Rewrite the items below with every occurrence of "leafy green tree" replaced by "tall shade tree", leaving everything else unchanged.

— start Material shown —

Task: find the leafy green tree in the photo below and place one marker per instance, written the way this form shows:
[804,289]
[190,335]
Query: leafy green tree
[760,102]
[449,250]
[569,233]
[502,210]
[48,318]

— end Material shown —

Exercise solution —
Task: find the tall shade tree in the photo below and place one marker per instance, written the way this form shows:
[804,289]
[190,335]
Query: tall shade tree
[760,102]
[449,250]
[569,233]
[502,210]
[48,318]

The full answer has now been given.